### SELECTION
· · · · ·
What is Enhanced Due Diligence? When does it Apply to Your Business?
September 17, 2024
5 minutes read
With the increase in financial crimes, financial organizations and other regulated entities must take measures to determine and evaluate each client’s risk of money laundering and terrorist financing. Organizations should carry out a series of tests as part of the customer onboarding process to enable them to recognize possible financial crime threats.
Three levels of due diligence can be carried out based on the risk involved: Simplified Due Diligence, Standard Due Diligence, and Enhanced Due Diligence.
In this blog, we will learn about enhanced due diligence in detail.
Understanding the Enhanced Due Diligence Process
Enhanced Due Diligence (EDD) is a process in which comprehensive data regarding a potential client’s background and risk involved in the transaction is to be collected. EDD is required in the case of high-risk clients, as companies can obtain more detailed information.
The motive behind EDD is to reduce the risk that new business agreements may bring, particularly for high-risk businesses or high-net-worth individuals and large transactions.
EDD is the highest level of due diligence that an organization needs to perform as part of its Know Your Customer (KYC) requirements.
How does the Enhanced Due Diligence Process Work?
According to the guidelines issued by FATF, businesses need to integrate risk-based EDD measures in their system so that AML/CFT risk associated with their clients can be highlighted. These should include:
- Acquiring additional resources for client background verification
- Examining the source of funds or wealth
- Closely monitoring the aspects of a transaction
- Implementing ongoing monitoring protocols
Enhanced due diligence is often a part of normal operations and a requirement for most people and companies.
An alert can be set up to trigger the implementation of EDD in the monitoring protocol to demand further verification. Businesses should conduct internal and external investigations to find out more about the client and the transaction. They can also ask for additional proof from the client to back up their information.
· · · · ·
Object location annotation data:
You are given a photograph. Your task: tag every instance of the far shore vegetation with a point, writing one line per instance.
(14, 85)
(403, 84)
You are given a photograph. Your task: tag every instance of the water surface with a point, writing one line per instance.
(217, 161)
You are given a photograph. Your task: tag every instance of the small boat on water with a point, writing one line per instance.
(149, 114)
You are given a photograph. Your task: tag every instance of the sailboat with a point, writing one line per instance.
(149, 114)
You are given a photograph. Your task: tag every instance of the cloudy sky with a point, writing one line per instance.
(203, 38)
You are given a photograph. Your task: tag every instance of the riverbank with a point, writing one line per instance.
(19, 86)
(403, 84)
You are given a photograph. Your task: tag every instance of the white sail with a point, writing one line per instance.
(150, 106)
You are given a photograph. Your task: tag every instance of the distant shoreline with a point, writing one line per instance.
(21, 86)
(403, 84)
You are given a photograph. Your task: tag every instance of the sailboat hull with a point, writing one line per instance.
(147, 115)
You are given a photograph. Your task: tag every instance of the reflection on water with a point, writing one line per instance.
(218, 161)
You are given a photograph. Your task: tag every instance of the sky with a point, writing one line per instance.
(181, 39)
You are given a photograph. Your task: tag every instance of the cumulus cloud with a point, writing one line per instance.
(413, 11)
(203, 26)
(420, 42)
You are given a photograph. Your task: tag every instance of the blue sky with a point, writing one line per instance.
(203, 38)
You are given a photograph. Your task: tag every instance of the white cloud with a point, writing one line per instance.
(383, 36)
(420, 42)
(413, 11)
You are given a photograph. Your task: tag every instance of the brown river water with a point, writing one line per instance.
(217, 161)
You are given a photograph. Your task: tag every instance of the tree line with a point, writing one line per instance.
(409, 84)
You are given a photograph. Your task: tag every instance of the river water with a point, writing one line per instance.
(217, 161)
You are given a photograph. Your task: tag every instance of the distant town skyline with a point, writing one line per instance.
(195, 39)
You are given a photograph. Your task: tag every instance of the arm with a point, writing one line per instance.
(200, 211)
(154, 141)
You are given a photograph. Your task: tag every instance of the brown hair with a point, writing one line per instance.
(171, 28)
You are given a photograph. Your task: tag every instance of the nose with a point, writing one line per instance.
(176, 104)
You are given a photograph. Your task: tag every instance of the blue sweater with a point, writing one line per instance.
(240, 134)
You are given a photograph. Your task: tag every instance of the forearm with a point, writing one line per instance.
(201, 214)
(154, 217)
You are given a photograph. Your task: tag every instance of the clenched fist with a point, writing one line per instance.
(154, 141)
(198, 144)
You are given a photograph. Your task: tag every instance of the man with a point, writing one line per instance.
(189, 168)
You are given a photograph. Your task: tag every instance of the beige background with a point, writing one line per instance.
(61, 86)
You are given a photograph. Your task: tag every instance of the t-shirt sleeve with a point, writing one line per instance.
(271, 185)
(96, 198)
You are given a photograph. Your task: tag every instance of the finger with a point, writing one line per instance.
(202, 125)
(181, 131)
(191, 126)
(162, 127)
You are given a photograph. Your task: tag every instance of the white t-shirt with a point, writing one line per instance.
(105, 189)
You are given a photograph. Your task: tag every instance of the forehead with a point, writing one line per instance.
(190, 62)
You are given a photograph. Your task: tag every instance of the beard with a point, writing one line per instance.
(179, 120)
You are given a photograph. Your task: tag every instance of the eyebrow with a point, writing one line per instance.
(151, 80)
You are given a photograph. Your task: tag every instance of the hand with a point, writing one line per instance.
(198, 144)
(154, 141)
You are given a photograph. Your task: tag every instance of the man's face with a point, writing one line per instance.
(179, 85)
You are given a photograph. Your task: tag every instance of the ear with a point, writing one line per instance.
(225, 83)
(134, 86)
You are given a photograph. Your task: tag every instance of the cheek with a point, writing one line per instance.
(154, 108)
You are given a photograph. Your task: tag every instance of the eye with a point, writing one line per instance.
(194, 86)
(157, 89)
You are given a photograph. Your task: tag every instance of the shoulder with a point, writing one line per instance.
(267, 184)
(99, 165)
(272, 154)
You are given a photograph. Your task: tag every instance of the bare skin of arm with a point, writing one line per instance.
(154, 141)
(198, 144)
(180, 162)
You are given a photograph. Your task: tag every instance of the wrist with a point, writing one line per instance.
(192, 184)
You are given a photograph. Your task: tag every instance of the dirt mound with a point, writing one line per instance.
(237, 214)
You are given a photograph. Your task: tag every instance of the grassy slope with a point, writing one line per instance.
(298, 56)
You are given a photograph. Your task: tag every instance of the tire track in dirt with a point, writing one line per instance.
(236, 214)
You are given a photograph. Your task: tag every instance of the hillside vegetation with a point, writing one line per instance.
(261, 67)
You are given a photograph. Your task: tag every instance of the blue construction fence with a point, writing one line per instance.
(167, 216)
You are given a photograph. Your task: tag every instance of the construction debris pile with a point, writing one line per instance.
· · · · ·
### STATED GOAL 1
Print the lines of the records from the line containing "of the grassy" through the end of the records.
### STATED GOAL 2
Write the next part of the text on enhanced due diligence, picking up after its last sentence.
The records have no connection to the text about enhanced due diligence.

### RESPONSE 1
You are given a photograph. Your task: tag every instance of the grassy slope with a point, writing one line per instance.
(298, 56)
You are given a photograph. Your task: tag every instance of the tire track in dirt with a point, writing one line per instance.
(236, 214)
You are given a photograph. Your task: tag every instance of the hillside vegetation with a point, writing one line per instance.
(261, 67)
You are given a photograph. Your task: tag every instance of the blue construction fence with a point, writing one line per instance.
(167, 216)
You are given a photograph. Your task: tag every instance of the construction debris pile with a point, writing one line per instance.

### RESPONSE 2
Who Needs Enhanced Due Diligence and When?
Financial institutions and other entities governed by AML laws are required to perform EDD. The following situations may result in financial institutions conducting EDD:
- When entering into a new agreement with a new client (depending on the nature of the product or service for which they are applying)
- When certain factors indicate that the risk associated with an existing client has increased
- When the client falls under the definition of a Politically Exposed Person (PEP) or any close acquaintance of PEP
- When the clients have ties to businesses that have higher risks, such as gambling and the weapons/firearms trade
- When there is a significant possibility of money laundering, like in the case of an odd transaction involving a client whose behavior may seem suspicious or without proper reasons
- When a client provides fake or extorted documents during KYC performed at the time of client onboarding
It is advisable to conduct EDD during the above situations; however, this does not imply all high-risk clients are inherently criminals; rather, they indicate higher-risk factors that warrant closer attention. Failure to apply EDD measures in a clearly suspicious situation can cause very serious trouble.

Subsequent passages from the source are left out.